THE TASK:
Copy the lines below word for word, keeping their order.

--- DATASET EXTRACT ---

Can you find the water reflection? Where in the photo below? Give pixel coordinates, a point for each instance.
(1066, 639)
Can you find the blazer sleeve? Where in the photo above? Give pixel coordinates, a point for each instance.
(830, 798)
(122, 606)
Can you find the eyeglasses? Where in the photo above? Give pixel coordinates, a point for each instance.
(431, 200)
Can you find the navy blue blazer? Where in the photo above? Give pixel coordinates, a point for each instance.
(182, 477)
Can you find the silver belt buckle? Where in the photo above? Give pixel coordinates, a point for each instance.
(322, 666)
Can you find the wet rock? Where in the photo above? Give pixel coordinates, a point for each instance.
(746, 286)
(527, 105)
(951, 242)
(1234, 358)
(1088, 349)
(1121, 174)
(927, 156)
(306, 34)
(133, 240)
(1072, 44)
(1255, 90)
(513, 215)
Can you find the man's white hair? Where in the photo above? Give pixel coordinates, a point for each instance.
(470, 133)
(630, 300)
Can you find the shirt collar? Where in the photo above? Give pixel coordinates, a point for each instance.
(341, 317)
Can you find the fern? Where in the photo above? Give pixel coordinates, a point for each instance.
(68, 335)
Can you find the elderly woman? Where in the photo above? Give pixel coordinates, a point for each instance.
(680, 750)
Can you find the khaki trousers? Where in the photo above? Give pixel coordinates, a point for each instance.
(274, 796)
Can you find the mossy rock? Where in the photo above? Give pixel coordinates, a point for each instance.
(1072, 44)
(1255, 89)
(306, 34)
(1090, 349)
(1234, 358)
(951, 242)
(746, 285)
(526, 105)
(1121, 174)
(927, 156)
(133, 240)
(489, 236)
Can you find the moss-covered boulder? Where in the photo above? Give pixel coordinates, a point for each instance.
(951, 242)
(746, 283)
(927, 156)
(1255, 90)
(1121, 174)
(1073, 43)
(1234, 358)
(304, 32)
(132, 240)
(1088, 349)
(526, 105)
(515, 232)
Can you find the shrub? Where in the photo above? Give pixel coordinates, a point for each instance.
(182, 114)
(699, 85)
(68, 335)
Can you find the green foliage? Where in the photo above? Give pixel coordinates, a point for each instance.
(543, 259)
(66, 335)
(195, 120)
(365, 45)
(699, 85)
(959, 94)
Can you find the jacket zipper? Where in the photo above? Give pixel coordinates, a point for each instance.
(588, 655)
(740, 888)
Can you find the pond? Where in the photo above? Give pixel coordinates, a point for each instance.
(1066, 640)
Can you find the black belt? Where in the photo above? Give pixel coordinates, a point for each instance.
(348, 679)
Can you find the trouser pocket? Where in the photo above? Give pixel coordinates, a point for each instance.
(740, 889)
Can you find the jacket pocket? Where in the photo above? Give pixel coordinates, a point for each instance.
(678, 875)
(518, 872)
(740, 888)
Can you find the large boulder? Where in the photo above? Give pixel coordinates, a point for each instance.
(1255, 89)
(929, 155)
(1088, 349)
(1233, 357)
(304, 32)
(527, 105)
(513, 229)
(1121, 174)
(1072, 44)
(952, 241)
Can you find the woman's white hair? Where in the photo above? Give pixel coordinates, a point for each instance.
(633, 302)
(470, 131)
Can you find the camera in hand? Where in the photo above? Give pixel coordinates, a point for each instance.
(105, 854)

---

WRITTEN ANSWER:
Can you find the water reflection? Where in the photo below? Give pixel coordinates, a point for each instance.
(1066, 639)
Can you find the blazer sleeve? Where in the photo above? Give pixel coordinates, a point for each instance.
(830, 798)
(122, 606)
Can you find the eyeglasses? Where in the photo above? Give pixel coordinates, a point for each instance.
(431, 200)
Can you find the navy blue blazer? Where in the photo above? Give pixel coordinates, a point for each instance.
(182, 477)
Can you find the silver belt buckle? Where in the photo above? Give pixel coordinates, a point for each instance.
(322, 666)
Can you find the wet rock? Where in the photo above? Give pixel coordinates, a point for each instance.
(746, 286)
(527, 105)
(951, 242)
(1234, 358)
(1088, 349)
(1121, 174)
(927, 156)
(306, 34)
(133, 240)
(1072, 44)
(1255, 90)
(513, 215)
Can you find the man's white hair? Where in the photo above? Give pixel coordinates, a point for each instance.
(470, 133)
(630, 300)
Can you find the shirt collar? Where in the photo above? Give pixel coordinates, a point for each instance.
(341, 317)
Can you find the fern? Where in the photo above? Give pixel coordinates, a point for each instance.
(68, 335)
Can you find the elderly woman? Where in the photo above? Give pixel coordinates, a point for each instance.
(680, 750)
Can you find the khaki trousers? Where in the photo above? Give pixel coordinates, a point for each instance.
(274, 796)
Can you find the mossy rock? Where in the photo above? Give pixel coordinates, a point for each instance.
(1072, 44)
(1255, 89)
(306, 34)
(1090, 349)
(1234, 358)
(951, 242)
(746, 285)
(526, 105)
(1121, 174)
(927, 156)
(133, 240)
(489, 236)
Can you find the moss-covered boulder? Where in the photo above? Give pixel coordinates, a point for each instance.
(951, 242)
(746, 283)
(927, 156)
(1255, 90)
(1121, 174)
(1073, 43)
(1234, 358)
(304, 32)
(132, 240)
(1088, 349)
(526, 105)
(515, 232)
Can you find the shrub? Where in the photo above? Give pixel coordinates, a point for each instance.
(182, 114)
(699, 85)
(68, 335)
Can you find the green foliage? Where in the photo above? Give pixel coordinates, a point for each instance.
(543, 259)
(66, 335)
(195, 120)
(365, 45)
(699, 85)
(959, 94)
Can you find the jacket zipper? Where in the photo above? Give pixel coordinates, a point for each instance.
(588, 655)
(740, 888)
Can you find the pond? Where in the photo above? Give pixel coordinates, a point for each instance.
(1066, 640)
Can you find the black belt? Where in the photo above? Give pixel coordinates, a point for each instance.
(348, 679)
Can you find the trouser pocket? Where in the photo above? Give pixel coordinates, a point for each instance.
(740, 889)
Can you find the jacket pocket? Where in the photo above? Give pixel coordinates, a point for each instance.
(678, 875)
(518, 872)
(740, 888)
Can you find the large boulder? Where in the photo above? Give pixel coordinates, a point for each instance.
(1255, 89)
(929, 155)
(1088, 349)
(1233, 357)
(304, 32)
(527, 105)
(513, 229)
(1121, 174)
(1072, 44)
(952, 241)
Can you find the woman's white hair? Where in the photo above? Give pixel coordinates, a point for each instance.
(633, 302)
(470, 131)
Can you find the camera in hand? Where in the photo above? Give pixel coordinates, a point for each instance.
(105, 854)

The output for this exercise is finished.